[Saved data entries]
=== Section Start ===
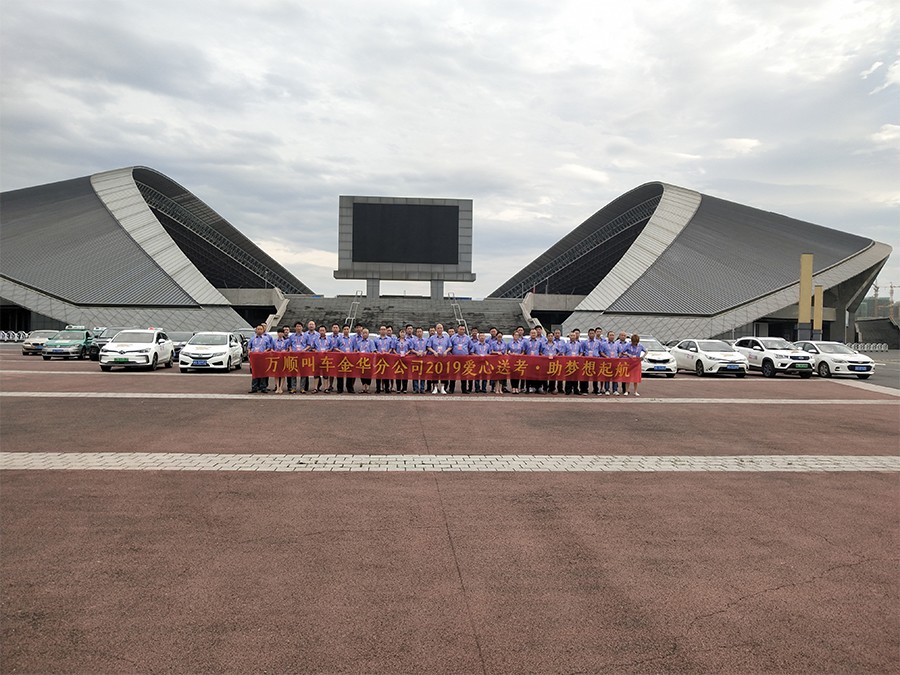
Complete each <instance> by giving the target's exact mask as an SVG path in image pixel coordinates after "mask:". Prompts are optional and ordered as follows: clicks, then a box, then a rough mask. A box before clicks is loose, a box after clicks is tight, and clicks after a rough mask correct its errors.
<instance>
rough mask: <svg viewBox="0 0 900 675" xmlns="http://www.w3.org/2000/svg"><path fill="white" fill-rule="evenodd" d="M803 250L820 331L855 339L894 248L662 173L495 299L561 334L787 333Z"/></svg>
mask: <svg viewBox="0 0 900 675" xmlns="http://www.w3.org/2000/svg"><path fill="white" fill-rule="evenodd" d="M803 253H812V254H813V256H814V258H813V262H814V270H813V272H814V274H813V283H814V284H816V285H821V286H823V288H824V326H823V335H824V338H825V339H836V340H847V341H852V340H853V337H854V335H853V326H854V316H853V315H854V312H856V310H857V308H858V307H859V305H860V303H861V302H862V300H863V299H864V297H865V294H866V291H867V290H868V289H869V288H870V287H871V285H872V283H873V282H874V281H875V278H876V276H877V275H878V272H879V271H880V270H881V268H882V267H883V266H884V264H885V262H887V259H888V256H889V255H890V253H891V247H890V246H888V245H886V244H881V243H878V242H876V241H872V240H871V239H867V238H865V237H860V236H856V235H853V234H848V233H845V232H840V231H838V230H833V229H829V228H827V227H822V226H820V225H814V224H812V223H807V222H804V221H800V220H795V219H793V218H789V217H787V216H782V215H779V214H777V213H772V212H769V211H761V210H759V209H755V208H752V207H749V206H744V205H742V204H736V203H734V202H729V201H725V200H723V199H719V198H716V197H710V196H708V195H702V194H700V193H698V192H694V191H693V190H687V189H685V188H680V187H676V186H674V185H667V184H665V183H647V184H645V185H641V186H640V187H637V188H635V189H634V190H631V191H630V192H628V193H626V194H624V195H622V196H621V197H619V198H618V199H616V200H614V201H613V202H611V203H610V204H609V205H608V206H606V207H604V208H603V209H601V210H600V211H598V212H597V213H595V214H594V215H593V216H591V217H590V218H588V219H587V220H586V221H585V222H584V223H582V224H581V225H579V226H578V227H577V228H575V229H574V230H573V231H572V232H570V233H569V234H568V235H566V236H565V237H563V238H562V239H561V240H559V241H558V242H557V243H556V244H554V245H553V246H551V247H550V248H549V249H547V251H545V252H544V253H543V254H541V255H540V256H538V257H537V258H536V259H535V260H534V261H533V262H532V263H531V264H530V265H528V266H527V267H525V269H523V270H521V271H520V272H518V273H517V274H515V275H514V276H512V277H511V278H510V279H509V280H508V281H507V282H506V283H504V284H503V285H502V286H500V288H498V289H497V290H496V291H494V292H493V293H492V294H491V297H496V298H522V299H523V301H524V302H525V304H526V311H527V312H529V313H530V314H531V316H533V317H535V318H537V319H540V320H542V322H543V323H545V325H546V324H547V323H551V324H552V323H560V324H562V325H563V332H564V333H565V332H567V331H569V330H571V329H572V328H581V329H582V330H585V329H586V328H588V327H597V326H600V327H602V328H603V329H604V330H620V329H621V330H626V331H629V332H638V333H640V334H642V335H653V336H655V337H656V338H657V339H660V340H670V339H677V338H681V337H687V336H690V337H721V338H731V337H735V336H740V335H778V336H783V337H787V338H789V339H794V338H795V337H796V335H795V331H796V326H797V319H798V299H799V277H800V264H799V261H800V256H801V254H803Z"/></svg>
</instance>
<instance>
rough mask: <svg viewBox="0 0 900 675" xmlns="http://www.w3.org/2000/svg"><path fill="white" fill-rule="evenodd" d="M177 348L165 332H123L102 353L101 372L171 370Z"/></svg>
mask: <svg viewBox="0 0 900 675" xmlns="http://www.w3.org/2000/svg"><path fill="white" fill-rule="evenodd" d="M174 361H175V348H174V346H173V345H172V341H171V340H170V339H169V336H168V335H166V334H165V332H163V331H161V330H157V329H155V328H149V329H147V330H123V331H119V332H118V333H116V336H115V337H114V338H113V339H112V340H110V341H109V342H107V343H106V344H105V345H103V347H102V348H101V349H100V370H102V371H104V372H109V370H111V369H112V368H113V367H122V368H146V369H147V370H156V368H157V366H159V364H160V363H162V364H163V365H165V367H166V368H171V367H172V364H173V363H174Z"/></svg>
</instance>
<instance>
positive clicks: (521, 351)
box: [248, 321, 647, 396]
mask: <svg viewBox="0 0 900 675" xmlns="http://www.w3.org/2000/svg"><path fill="white" fill-rule="evenodd" d="M248 347H249V351H250V352H267V351H276V352H343V353H349V352H354V353H373V354H399V355H400V356H406V355H412V356H428V355H433V356H437V357H442V356H447V355H469V354H478V355H488V354H522V355H526V356H547V357H553V356H557V355H559V356H593V357H600V358H639V359H643V358H644V356H645V355H646V353H647V350H646V349H645V348H644V346H643V345H642V344H641V342H640V338H639V336H638V335H636V334H634V335H631V336H630V337H629V336H628V334H627V333H625V332H620V333H619V334H618V337H616V333H615V332H614V331H608V332H607V333H606V335H604V334H603V331H602V330H601V329H600V328H591V329H590V330H588V333H587V339H586V340H583V339H581V331H580V330H579V329H577V328H576V329H575V330H573V331H572V332H571V333H570V334H569V336H568V339H567V340H565V339H563V337H562V335H561V332H560V331H559V330H558V329H557V330H556V331H552V332H551V331H548V332H546V334H545V332H544V329H543V328H542V327H541V326H536V327H535V328H532V329H531V330H530V331H529V332H528V334H527V335H526V333H525V327H524V326H517V327H516V330H515V331H514V332H513V333H512V339H511V340H509V341H507V340H504V337H503V334H502V333H501V332H500V331H498V330H497V328H491V329H490V331H487V332H483V331H480V330H478V329H477V328H472V329H471V331H470V332H468V333H467V332H466V327H465V326H464V325H462V324H460V325H459V326H457V328H456V332H455V333H448V332H445V331H444V326H443V324H440V323H438V324H435V325H434V326H431V327H429V328H428V329H427V331H426V329H424V328H423V327H421V326H419V327H417V328H414V327H413V326H412V324H408V325H407V326H405V327H404V329H403V330H401V331H398V333H397V334H395V333H394V329H393V326H388V325H383V326H380V327H379V329H378V334H377V335H375V336H372V335H370V334H369V330H368V328H366V327H365V326H362V325H361V324H360V325H357V326H356V329H355V331H353V332H351V330H350V326H349V325H345V326H343V327H340V326H338V324H332V326H331V332H330V333H329V332H328V331H327V329H326V328H325V326H324V325H322V326H319V327H318V328H317V327H316V322H315V321H310V322H309V323H307V325H306V327H305V328H304V326H303V324H302V323H301V322H299V321H298V322H297V323H296V324H294V329H293V331H291V327H290V326H283V327H282V328H281V330H280V331H278V332H277V333H276V335H275V337H272V336H271V335H269V334H268V333H267V332H266V326H265V325H264V324H260V325H259V326H257V327H256V335H255V336H254V337H252V338H251V339H250V343H249V345H248ZM374 379H375V393H376V394H381V393H384V394H390V393H391V392H396V393H398V394H405V393H407V392H408V391H409V382H410V380H408V379H396V378H374ZM355 384H356V383H355V378H352V377H330V378H329V377H299V378H298V377H281V378H276V384H275V393H276V394H283V393H288V394H297V393H300V394H308V393H326V394H327V393H331V392H334V391H337V393H339V394H342V393H344V392H347V393H348V394H354V393H356V389H355ZM458 384H459V386H460V392H461V393H463V394H469V393H476V394H486V393H488V392H490V393H492V394H510V393H511V394H565V395H570V396H584V395H588V394H591V393H593V394H594V395H596V396H602V395H605V396H619V386H618V385H619V383H618V382H562V381H554V380H548V381H544V380H517V379H509V380H508V381H507V380H460V381H459V382H458ZM371 385H372V378H360V386H361V391H360V393H363V394H368V393H370V387H371ZM456 386H457V381H456V380H412V393H414V394H425V393H427V392H428V391H429V390H430V391H431V393H432V394H453V393H455V391H456ZM268 391H269V378H267V377H259V378H258V377H254V378H253V384H252V387H251V389H250V393H251V394H253V393H263V394H265V393H268ZM622 394H623V395H625V396H628V395H629V391H628V383H626V382H623V383H622ZM631 394H632V395H633V396H640V394H639V393H638V383H637V382H633V383H632V385H631Z"/></svg>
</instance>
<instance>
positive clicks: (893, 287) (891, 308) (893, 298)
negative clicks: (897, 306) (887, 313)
mask: <svg viewBox="0 0 900 675" xmlns="http://www.w3.org/2000/svg"><path fill="white" fill-rule="evenodd" d="M888 297H889V298H890V300H891V304H890V306H889V307H888V316H889V317H890V319H891V321H893V320H894V284H891V285H890V286H888Z"/></svg>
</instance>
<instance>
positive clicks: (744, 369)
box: [670, 340, 750, 377]
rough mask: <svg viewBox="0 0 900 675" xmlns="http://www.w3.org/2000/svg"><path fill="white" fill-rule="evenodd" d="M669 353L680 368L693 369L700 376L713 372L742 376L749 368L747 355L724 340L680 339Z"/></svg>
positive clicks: (748, 362) (683, 368)
mask: <svg viewBox="0 0 900 675" xmlns="http://www.w3.org/2000/svg"><path fill="white" fill-rule="evenodd" d="M670 353H671V354H672V356H674V357H675V361H676V363H678V367H679V368H680V369H681V370H693V371H694V372H695V373H697V375H699V376H700V377H703V376H704V375H712V374H715V373H730V374H732V375H735V376H737V377H744V376H745V375H746V374H747V371H749V370H750V362H749V361H748V360H747V357H746V356H744V355H743V354H741V353H740V352H736V351H735V350H734V348H733V347H732V346H731V345H730V344H728V343H727V342H725V341H724V340H682V341H681V342H679V343H678V344H677V345H675V346H674V347H672V349H671V352H670Z"/></svg>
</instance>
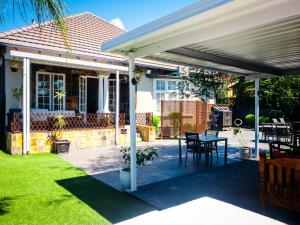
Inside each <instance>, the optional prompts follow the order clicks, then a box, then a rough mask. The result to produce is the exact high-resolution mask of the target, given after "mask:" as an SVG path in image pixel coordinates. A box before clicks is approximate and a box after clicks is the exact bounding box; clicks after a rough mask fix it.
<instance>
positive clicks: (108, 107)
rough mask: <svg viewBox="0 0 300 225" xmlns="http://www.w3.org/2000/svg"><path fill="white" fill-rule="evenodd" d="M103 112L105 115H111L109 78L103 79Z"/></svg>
mask: <svg viewBox="0 0 300 225" xmlns="http://www.w3.org/2000/svg"><path fill="white" fill-rule="evenodd" d="M103 80H104V82H103V110H104V112H105V113H109V101H108V98H109V93H108V91H109V83H108V76H105V77H103Z"/></svg>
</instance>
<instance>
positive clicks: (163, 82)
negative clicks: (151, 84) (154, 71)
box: [156, 80, 165, 91]
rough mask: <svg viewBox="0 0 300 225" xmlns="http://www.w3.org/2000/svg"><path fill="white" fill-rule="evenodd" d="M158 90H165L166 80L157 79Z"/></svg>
mask: <svg viewBox="0 0 300 225" xmlns="http://www.w3.org/2000/svg"><path fill="white" fill-rule="evenodd" d="M156 90H157V91H165V81H163V80H157V81H156Z"/></svg>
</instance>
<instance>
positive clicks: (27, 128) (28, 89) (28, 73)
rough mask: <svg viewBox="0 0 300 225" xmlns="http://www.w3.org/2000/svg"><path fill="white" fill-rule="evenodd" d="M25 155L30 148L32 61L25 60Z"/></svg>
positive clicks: (24, 95) (24, 114) (23, 94)
mask: <svg viewBox="0 0 300 225" xmlns="http://www.w3.org/2000/svg"><path fill="white" fill-rule="evenodd" d="M22 111H23V154H28V152H29V146H30V60H29V59H28V58H24V59H23V109H22Z"/></svg>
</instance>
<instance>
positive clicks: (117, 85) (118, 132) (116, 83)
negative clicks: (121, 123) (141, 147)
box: [115, 71, 120, 145]
mask: <svg viewBox="0 0 300 225" xmlns="http://www.w3.org/2000/svg"><path fill="white" fill-rule="evenodd" d="M115 115H116V116H115V119H116V125H115V129H116V131H115V133H116V135H115V145H118V141H119V120H120V118H119V116H120V72H119V71H117V72H116V108H115Z"/></svg>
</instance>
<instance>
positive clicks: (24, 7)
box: [0, 0, 68, 45]
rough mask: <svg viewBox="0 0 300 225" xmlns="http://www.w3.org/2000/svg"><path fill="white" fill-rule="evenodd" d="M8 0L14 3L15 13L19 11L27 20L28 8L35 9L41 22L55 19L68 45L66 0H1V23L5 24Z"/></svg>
mask: <svg viewBox="0 0 300 225" xmlns="http://www.w3.org/2000/svg"><path fill="white" fill-rule="evenodd" d="M8 1H11V2H10V4H12V5H13V14H15V13H19V14H20V16H21V17H22V18H23V19H24V20H25V19H26V12H27V11H28V9H33V11H34V13H35V15H36V20H37V22H38V23H39V24H40V23H42V22H44V21H45V20H49V19H50V20H53V21H54V24H55V26H56V27H57V28H58V29H59V31H60V33H61V34H62V36H63V38H64V42H65V45H68V28H67V24H66V22H65V19H64V16H65V14H66V5H65V1H64V0H0V24H3V23H4V22H5V21H4V17H5V16H4V14H5V12H6V8H7V5H8Z"/></svg>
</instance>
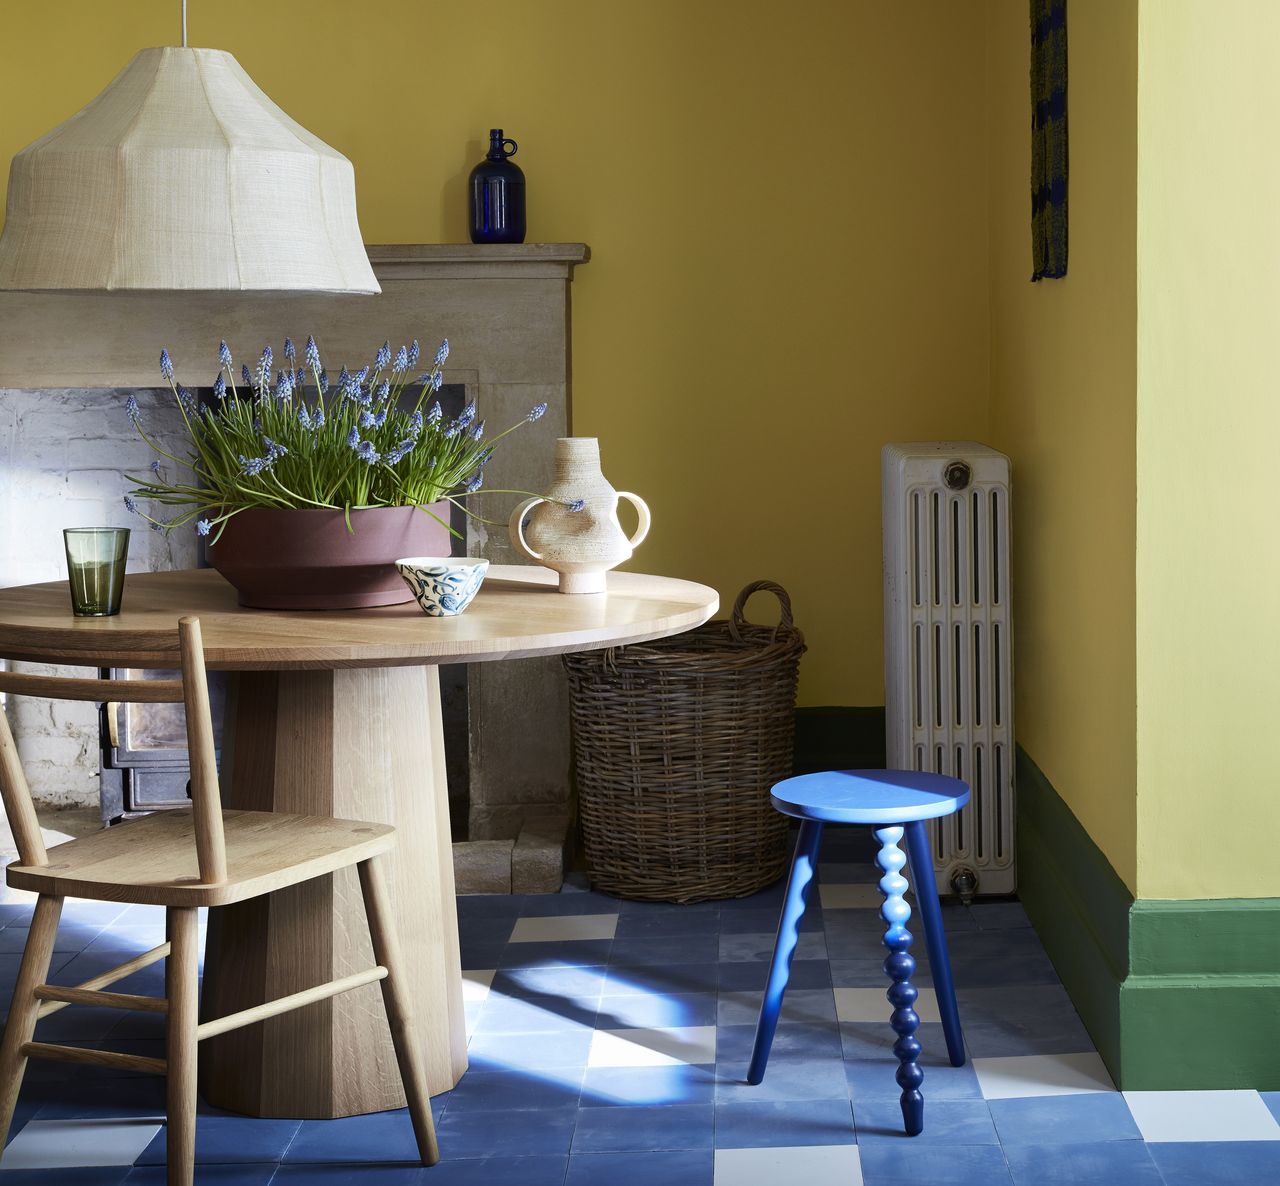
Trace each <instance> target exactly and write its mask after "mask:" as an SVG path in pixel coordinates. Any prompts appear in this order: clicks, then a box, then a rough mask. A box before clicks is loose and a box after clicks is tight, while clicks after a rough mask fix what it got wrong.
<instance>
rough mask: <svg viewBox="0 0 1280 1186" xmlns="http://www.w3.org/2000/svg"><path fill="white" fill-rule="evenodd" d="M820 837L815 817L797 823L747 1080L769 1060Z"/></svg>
=== Section End ===
** What is being asked **
The word to find is "after". Copy every line of the records that holds it.

** Your response **
Complete each <instance> by giving the target's exact mask as an SVG path in image pixel coordinates after "mask:". Prompts are optional and ordered as follows: clicks, then a box, then a rough mask. A box before clicks is loose, a box after clicks is tight, and clicks after a rough mask correct its errors.
Inside each <instance>, the optional prompts follow the order clicks, then a box, then a rough mask. The result to produce is the exact high-resolution mask of the target, given after "mask:" as an SVG path in image pixel coordinates. A box before clicks is approximate and a box after clicks is the exact bounding box; clicks after a rough mask fix it.
Trace each <instance> target exactly and write its mask after "mask:" as an SVG path in pixel coordinates. Any prompts appear in this order: clicks, then a box, then a rough mask. A box before clicks is loose and a box after clicks is tight, while clicks after a rough mask fix what it got wrong.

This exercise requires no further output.